*Task*:
Reproduce word for word the lines of the data below, beginning at the line that contains "Target: vehicle tire" and ending with the last line of the data.
━━━━━━━━━━━━━━━━━━━━
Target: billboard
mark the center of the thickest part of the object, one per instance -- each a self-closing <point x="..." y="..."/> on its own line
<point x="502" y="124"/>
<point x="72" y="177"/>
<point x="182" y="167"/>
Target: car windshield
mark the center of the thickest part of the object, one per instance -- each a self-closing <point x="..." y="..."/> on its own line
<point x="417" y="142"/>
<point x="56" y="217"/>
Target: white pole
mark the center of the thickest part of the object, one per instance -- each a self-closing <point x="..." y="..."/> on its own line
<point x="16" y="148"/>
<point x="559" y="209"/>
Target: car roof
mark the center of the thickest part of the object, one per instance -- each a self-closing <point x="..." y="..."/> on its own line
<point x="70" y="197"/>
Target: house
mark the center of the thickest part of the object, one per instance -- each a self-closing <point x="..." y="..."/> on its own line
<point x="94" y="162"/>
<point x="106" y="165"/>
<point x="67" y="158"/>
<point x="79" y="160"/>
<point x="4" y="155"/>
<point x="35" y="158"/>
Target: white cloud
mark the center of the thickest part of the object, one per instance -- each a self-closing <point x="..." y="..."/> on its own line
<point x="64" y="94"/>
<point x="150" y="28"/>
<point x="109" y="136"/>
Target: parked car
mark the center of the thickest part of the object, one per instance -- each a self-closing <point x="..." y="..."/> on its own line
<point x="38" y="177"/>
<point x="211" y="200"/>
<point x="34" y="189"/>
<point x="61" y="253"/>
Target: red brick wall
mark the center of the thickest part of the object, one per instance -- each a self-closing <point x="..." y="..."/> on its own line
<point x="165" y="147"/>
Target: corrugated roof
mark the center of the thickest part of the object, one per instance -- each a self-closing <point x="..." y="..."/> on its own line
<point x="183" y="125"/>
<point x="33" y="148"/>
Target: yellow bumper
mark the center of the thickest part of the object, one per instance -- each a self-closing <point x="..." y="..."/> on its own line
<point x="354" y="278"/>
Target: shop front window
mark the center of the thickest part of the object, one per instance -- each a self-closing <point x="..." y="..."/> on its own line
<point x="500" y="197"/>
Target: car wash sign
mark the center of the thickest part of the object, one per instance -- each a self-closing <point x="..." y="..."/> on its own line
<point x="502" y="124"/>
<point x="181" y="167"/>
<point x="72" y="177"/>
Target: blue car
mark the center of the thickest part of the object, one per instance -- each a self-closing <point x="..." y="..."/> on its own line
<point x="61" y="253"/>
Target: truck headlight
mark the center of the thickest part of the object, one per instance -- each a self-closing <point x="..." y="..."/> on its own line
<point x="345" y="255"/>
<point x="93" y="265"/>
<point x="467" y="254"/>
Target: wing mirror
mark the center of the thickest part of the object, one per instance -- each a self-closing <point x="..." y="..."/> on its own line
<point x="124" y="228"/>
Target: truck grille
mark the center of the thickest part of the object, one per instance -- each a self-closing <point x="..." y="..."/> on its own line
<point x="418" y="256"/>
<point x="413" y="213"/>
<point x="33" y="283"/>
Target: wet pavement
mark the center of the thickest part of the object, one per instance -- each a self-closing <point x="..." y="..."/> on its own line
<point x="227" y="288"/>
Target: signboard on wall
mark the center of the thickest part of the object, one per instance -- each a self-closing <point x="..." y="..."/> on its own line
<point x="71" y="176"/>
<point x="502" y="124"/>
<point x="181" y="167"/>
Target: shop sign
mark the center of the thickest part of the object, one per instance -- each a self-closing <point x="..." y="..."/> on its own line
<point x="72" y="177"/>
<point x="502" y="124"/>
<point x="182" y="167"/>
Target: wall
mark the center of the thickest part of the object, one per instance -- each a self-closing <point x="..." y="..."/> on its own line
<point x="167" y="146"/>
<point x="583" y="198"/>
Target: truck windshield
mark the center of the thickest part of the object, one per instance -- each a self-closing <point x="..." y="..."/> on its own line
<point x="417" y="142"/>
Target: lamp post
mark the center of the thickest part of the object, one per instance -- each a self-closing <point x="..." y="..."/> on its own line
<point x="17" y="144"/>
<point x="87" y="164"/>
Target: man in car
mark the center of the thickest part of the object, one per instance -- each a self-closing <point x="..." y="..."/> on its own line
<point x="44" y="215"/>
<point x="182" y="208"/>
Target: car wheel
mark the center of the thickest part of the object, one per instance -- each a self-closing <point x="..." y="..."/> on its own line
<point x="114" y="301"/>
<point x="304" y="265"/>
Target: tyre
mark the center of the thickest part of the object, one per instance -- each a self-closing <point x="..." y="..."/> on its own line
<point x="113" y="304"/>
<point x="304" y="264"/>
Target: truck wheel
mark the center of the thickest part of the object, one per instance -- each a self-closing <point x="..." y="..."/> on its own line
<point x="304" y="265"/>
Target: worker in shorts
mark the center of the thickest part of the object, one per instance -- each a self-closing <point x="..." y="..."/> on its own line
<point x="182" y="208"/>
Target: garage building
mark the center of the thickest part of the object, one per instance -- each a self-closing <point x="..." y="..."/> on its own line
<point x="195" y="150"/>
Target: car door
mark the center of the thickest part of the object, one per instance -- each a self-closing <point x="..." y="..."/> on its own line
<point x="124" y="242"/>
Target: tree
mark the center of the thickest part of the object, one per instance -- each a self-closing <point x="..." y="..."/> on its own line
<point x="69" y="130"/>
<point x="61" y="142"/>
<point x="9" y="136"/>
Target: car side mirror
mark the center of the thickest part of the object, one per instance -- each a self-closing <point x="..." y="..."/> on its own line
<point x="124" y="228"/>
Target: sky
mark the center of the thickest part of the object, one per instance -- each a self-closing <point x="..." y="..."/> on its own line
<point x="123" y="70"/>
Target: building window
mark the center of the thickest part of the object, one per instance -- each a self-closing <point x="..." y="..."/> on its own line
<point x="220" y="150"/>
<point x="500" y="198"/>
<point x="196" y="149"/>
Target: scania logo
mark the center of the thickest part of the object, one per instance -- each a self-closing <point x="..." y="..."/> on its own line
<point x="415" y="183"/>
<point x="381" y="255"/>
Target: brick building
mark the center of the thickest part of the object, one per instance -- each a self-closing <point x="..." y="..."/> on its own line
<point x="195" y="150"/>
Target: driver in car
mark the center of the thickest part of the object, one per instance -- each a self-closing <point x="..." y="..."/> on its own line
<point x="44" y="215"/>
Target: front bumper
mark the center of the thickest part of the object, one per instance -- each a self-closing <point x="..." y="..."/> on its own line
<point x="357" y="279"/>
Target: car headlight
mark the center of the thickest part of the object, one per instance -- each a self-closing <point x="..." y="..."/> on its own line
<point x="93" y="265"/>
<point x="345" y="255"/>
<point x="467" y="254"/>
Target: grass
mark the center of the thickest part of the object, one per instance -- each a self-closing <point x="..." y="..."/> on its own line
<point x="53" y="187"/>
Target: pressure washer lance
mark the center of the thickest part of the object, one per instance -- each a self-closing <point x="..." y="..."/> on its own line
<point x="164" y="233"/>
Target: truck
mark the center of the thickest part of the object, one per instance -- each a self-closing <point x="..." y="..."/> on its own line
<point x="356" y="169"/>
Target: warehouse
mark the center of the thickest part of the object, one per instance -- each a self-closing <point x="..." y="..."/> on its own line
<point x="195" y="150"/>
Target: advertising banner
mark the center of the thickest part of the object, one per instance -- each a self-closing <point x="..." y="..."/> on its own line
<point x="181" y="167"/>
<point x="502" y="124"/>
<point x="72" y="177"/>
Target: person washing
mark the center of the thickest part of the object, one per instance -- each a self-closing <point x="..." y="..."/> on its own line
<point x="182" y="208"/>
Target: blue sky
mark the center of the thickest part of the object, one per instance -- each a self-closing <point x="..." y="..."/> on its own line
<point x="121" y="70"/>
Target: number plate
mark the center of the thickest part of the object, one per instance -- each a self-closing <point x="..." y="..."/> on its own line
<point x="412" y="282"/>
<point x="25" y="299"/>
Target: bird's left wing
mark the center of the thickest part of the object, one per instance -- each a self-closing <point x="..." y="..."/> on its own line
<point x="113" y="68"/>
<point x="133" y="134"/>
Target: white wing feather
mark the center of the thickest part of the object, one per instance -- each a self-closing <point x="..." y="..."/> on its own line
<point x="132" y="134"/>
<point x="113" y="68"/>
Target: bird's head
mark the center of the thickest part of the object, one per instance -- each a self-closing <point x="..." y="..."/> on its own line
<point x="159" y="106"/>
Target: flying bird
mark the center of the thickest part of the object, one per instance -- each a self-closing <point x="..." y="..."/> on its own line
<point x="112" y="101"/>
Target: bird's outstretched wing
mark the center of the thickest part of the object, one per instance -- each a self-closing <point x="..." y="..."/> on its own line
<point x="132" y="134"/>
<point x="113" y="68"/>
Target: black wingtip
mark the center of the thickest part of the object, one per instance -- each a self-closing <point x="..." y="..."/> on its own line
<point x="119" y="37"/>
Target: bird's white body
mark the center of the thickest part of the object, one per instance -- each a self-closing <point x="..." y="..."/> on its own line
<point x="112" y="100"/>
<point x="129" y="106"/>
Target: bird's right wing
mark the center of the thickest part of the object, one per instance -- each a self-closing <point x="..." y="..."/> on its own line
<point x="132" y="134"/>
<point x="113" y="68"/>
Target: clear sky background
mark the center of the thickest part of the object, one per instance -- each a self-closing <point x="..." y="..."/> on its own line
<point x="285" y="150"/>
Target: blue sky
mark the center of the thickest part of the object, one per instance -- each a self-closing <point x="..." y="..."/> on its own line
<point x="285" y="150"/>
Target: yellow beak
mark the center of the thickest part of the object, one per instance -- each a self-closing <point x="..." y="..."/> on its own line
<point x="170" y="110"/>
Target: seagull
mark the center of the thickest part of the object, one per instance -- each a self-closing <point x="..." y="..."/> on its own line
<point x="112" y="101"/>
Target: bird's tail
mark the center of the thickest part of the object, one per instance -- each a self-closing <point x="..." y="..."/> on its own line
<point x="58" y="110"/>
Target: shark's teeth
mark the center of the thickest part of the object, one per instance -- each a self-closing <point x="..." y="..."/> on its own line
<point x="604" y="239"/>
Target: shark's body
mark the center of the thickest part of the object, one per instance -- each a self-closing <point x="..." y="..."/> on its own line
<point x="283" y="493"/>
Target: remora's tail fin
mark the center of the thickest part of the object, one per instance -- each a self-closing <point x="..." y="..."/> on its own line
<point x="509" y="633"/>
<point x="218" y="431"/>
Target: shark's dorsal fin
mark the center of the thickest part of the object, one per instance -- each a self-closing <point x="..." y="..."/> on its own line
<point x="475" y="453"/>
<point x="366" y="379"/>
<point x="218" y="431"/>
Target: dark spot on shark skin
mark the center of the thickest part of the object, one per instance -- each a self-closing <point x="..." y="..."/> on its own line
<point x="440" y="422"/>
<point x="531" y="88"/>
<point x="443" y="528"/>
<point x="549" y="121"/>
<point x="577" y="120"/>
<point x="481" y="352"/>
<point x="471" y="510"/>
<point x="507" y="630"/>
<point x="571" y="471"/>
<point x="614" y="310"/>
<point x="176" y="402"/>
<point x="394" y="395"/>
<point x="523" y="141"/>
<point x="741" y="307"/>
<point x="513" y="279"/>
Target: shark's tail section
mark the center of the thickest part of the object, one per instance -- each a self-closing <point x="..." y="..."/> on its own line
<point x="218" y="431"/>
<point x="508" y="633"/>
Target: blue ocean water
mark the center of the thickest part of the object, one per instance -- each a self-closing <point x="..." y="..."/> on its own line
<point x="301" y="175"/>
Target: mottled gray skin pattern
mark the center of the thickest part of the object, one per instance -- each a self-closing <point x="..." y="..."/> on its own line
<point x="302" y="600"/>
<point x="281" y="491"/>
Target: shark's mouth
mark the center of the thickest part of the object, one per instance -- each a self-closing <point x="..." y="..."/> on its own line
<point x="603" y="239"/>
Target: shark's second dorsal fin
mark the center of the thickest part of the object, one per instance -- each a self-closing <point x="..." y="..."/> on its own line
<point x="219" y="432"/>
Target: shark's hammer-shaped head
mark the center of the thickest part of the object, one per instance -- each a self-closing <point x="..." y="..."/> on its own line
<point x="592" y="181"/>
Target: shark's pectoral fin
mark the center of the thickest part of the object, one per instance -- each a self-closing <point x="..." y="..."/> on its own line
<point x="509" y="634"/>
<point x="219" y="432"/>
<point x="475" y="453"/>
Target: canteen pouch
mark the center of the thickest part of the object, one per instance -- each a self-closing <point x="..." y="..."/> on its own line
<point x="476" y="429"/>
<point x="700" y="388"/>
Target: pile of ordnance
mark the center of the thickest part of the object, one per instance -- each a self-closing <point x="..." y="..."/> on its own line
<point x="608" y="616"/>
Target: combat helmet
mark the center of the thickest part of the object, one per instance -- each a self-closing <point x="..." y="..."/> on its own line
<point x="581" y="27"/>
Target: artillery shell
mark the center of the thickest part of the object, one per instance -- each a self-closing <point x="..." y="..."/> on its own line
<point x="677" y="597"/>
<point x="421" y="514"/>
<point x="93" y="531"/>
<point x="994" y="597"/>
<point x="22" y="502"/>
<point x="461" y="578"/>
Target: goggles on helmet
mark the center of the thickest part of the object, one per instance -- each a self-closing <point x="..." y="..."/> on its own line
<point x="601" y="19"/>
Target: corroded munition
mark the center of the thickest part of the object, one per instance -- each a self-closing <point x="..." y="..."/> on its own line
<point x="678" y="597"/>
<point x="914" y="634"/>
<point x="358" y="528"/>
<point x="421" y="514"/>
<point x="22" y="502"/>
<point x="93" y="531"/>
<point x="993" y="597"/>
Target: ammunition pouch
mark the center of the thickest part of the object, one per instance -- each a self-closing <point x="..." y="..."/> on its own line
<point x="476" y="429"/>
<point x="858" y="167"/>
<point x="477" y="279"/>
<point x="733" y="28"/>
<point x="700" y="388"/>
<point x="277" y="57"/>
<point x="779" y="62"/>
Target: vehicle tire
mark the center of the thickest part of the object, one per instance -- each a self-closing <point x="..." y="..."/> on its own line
━━━━━━━━━━━━━━━━━━━━
*The output*:
Target: vehicle tire
mark the center of the thickest part of the object, one per instance -- each a self-closing <point x="..." y="..."/> on its own line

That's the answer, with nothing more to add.